# WHAT YOU WILL DO
Write out each line word for word. Drop pictures.

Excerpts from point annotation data
▼▼▼

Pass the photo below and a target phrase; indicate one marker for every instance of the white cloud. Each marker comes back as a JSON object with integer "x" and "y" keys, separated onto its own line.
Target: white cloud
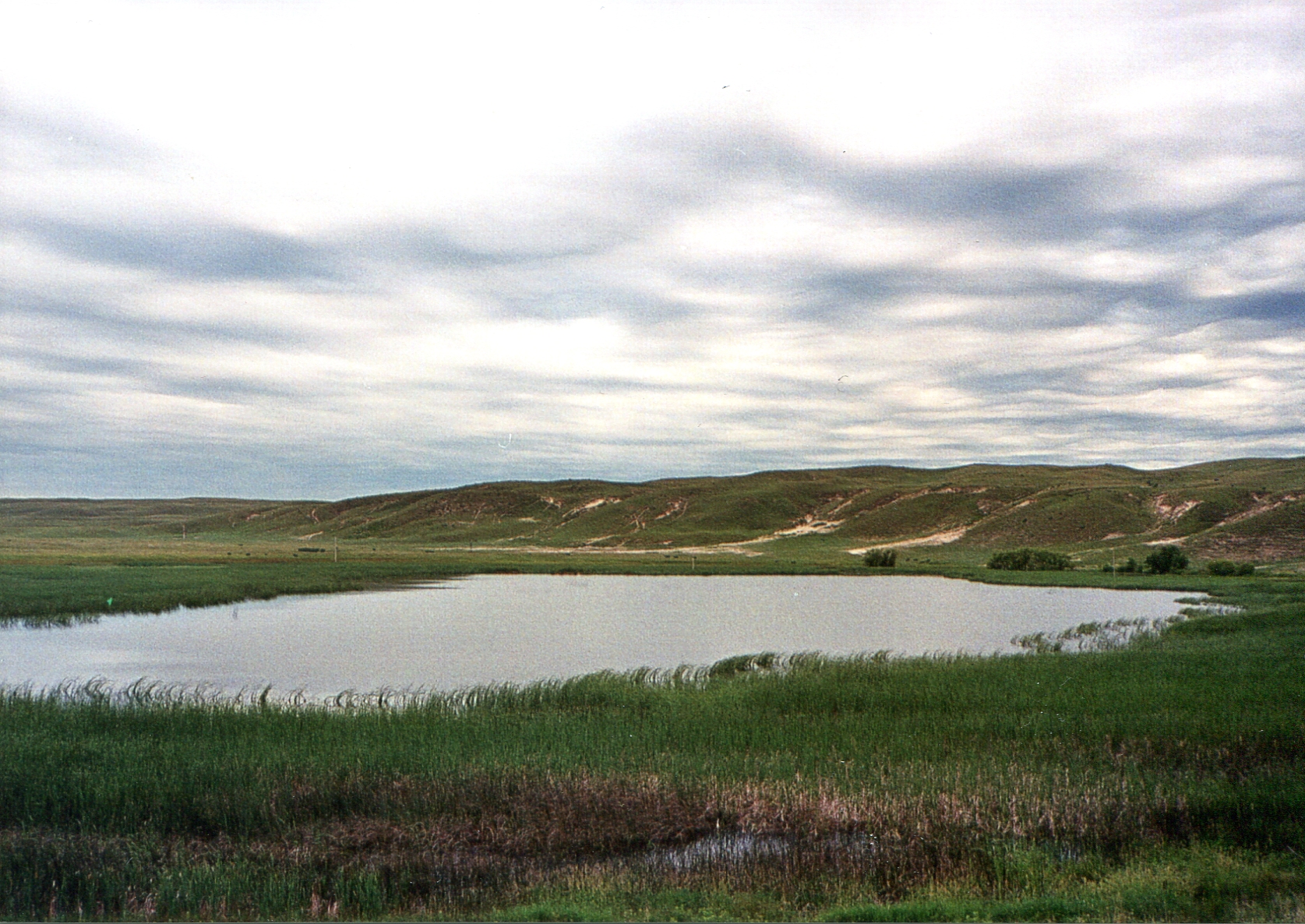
{"x": 334, "y": 249}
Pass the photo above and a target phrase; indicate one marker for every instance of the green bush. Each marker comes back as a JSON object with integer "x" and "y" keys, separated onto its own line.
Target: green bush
{"x": 1030, "y": 560}
{"x": 1166, "y": 560}
{"x": 881, "y": 558}
{"x": 1224, "y": 568}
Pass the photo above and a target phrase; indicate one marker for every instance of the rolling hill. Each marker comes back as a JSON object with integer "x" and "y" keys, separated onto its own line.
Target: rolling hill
{"x": 1240, "y": 510}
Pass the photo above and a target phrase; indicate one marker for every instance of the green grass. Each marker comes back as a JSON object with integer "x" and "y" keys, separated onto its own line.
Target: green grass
{"x": 1164, "y": 781}
{"x": 1243, "y": 510}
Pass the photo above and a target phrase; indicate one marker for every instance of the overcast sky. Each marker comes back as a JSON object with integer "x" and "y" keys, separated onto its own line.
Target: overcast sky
{"x": 323, "y": 249}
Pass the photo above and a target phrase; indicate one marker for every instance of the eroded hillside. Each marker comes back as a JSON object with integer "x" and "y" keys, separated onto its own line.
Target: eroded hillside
{"x": 1239, "y": 510}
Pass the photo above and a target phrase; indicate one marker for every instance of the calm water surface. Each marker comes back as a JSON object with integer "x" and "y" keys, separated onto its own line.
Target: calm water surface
{"x": 518, "y": 628}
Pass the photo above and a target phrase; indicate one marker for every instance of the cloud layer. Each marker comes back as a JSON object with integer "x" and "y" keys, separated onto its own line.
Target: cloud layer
{"x": 645, "y": 242}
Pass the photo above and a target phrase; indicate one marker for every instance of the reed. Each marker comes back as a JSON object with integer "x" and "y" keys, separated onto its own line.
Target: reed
{"x": 1046, "y": 785}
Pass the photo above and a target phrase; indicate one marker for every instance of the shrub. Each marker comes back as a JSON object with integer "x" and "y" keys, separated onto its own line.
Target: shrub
{"x": 1030, "y": 560}
{"x": 1166, "y": 560}
{"x": 881, "y": 558}
{"x": 1226, "y": 568}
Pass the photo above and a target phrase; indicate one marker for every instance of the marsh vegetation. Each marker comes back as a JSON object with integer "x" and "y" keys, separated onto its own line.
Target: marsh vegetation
{"x": 1159, "y": 779}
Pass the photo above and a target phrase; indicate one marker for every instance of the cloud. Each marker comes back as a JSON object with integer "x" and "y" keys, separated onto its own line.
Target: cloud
{"x": 1102, "y": 263}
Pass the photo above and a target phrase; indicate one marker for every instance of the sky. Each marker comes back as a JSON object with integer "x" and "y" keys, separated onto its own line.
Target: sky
{"x": 325, "y": 249}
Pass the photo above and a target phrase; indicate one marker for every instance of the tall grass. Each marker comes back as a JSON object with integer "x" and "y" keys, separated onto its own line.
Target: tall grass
{"x": 863, "y": 781}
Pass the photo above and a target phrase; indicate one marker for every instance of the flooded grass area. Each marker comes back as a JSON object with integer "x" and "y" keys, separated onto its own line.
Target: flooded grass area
{"x": 520, "y": 628}
{"x": 1159, "y": 779}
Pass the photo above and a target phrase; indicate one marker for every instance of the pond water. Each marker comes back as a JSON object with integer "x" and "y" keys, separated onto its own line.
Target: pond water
{"x": 518, "y": 628}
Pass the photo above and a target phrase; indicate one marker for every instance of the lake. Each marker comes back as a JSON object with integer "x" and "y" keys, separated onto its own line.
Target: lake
{"x": 518, "y": 628}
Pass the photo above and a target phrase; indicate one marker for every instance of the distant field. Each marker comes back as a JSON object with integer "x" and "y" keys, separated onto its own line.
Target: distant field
{"x": 59, "y": 558}
{"x": 1243, "y": 510}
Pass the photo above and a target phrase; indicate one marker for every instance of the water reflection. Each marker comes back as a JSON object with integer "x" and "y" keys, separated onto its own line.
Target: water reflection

▲▲▲

# COMPLETED TASK
Pass the photo below and a target phrase; indicate one marker for every instance of the white cloud. Each marker comes back as a JSON object with integer "x" and "y" keys, separated onto its own line.
Target: white cloud
{"x": 334, "y": 249}
Pass the photo above and a target phrase; indicate one marker for every instance of the green bush. Each marker comes back as a JSON object with integer "x" and "y" keys, separated onto its own line.
Target: green bush
{"x": 1030, "y": 560}
{"x": 1166, "y": 560}
{"x": 881, "y": 558}
{"x": 1224, "y": 568}
Pass the photo above and a target phrase; indicate one marker for every instance of the rolling hill. Each marker comes back as a JSON object with integer "x" and "y" keys, separated onto its own line.
Target: rolling hill
{"x": 1240, "y": 510}
Pass the photo above and a target phrase; indicate one marker for every instance of the green grass. Each marker comes back as a JSON object with integer "x" and "y" keys, separated onto its own line.
Target: green grass
{"x": 1164, "y": 781}
{"x": 1243, "y": 510}
Pass the photo above and a target phrase; indicate one marker for every instance of the overcast sky. Each marker comes back as a JSON object with integer "x" and "y" keys, separated onto its own line.
Target: overcast sky
{"x": 323, "y": 249}
Pass the photo above and a target phrase; indicate one marker for every instance of the eroded hillside. Each marker comes back as a JSON object with integer "x" and "y" keys, separated onto its own line.
Target: eroded hillside
{"x": 1239, "y": 510}
Pass the photo above and a target phrase; indicate one marker for every instance of the calm water surface. Each marker comes back as a JSON object with integer "x" and "y" keys, separated onto its own line.
Target: calm water surface
{"x": 518, "y": 628}
Pass the photo above and a target phrase; indicate one marker for every instance of the cloud layer. Each marker comes back as a JSON object with integer "x" and "y" keys, separated onto its own line.
Target: cloud layer
{"x": 645, "y": 242}
Pass the photo above and a target phrase; indicate one marker for every instance of the reed. Each marker comes back as a JSON object with integer "x" and "y" keys, separated onto its own line.
Target: reed
{"x": 1046, "y": 785}
Pass the photo above and a target phrase; indicate one marker for every instance of the shrub. Each marker comes back as a JSON object with integer "x" and "y" keys, separated onto its own line.
Target: shrub
{"x": 1030, "y": 560}
{"x": 1166, "y": 560}
{"x": 881, "y": 558}
{"x": 1226, "y": 568}
Pass the photo above and a target phrase; indicate one marker for every instance of the marsh vegetation. Each marker comes back as a JSON object with integer "x" and "y" keys, separated onto its own line.
Target: marsh vegetation
{"x": 1159, "y": 779}
Pass the photo above and a target phrase; indicate one marker for every instance of the cloud. Each marker comes back as a JSON object with integer "x" and "y" keys, separated onto its own line.
Target: cloud
{"x": 1102, "y": 263}
Pass the photo above and a target phrase; indicate one marker for every instance of the sky. Each marker comes back as a JSON object with integer "x" and "y" keys, separated onto its own line.
Target: sky
{"x": 325, "y": 249}
Pass the photo above and a target phrase; indicate one marker for every instance of the tall grass. Each marker comes back as a JSON object with integer "x" and "y" keys, separated onto its own line.
Target: tall grass
{"x": 863, "y": 781}
Pass the photo above and a target phrase; indicate one marker for every instance of the flooded grass area. Each marker comes back as a JSON object with integer "x" and "y" keys, separated onto its own line.
Target: flooded grass area
{"x": 520, "y": 628}
{"x": 1159, "y": 779}
Pass the photo above and a target phrase; indicate one marker for every instance of the pond water. Each marker comes back as a JSON object with integer "x" and "y" keys, separated onto its own line.
Target: pond water
{"x": 518, "y": 628}
Pass the photo above and a target phrase; indicate one marker for every instance of the lake. Each marker comes back as a JSON object with integer "x" and "y" keys, separated onto its own line.
Target: lake
{"x": 518, "y": 628}
Pass the photo above and a target phrase; indicate one marker for every instance of the distant field. Each marker comes back as a JSON object with integer "x" and "y" keys, separated onto its own line.
Target: distant field
{"x": 59, "y": 558}
{"x": 1243, "y": 510}
Pass the photo above and a target phrase; indicate one marker for every instance of the water reflection. Each marker comes back as a JSON object with integer "x" and "y" keys, separated onto its own line.
Target: water reflection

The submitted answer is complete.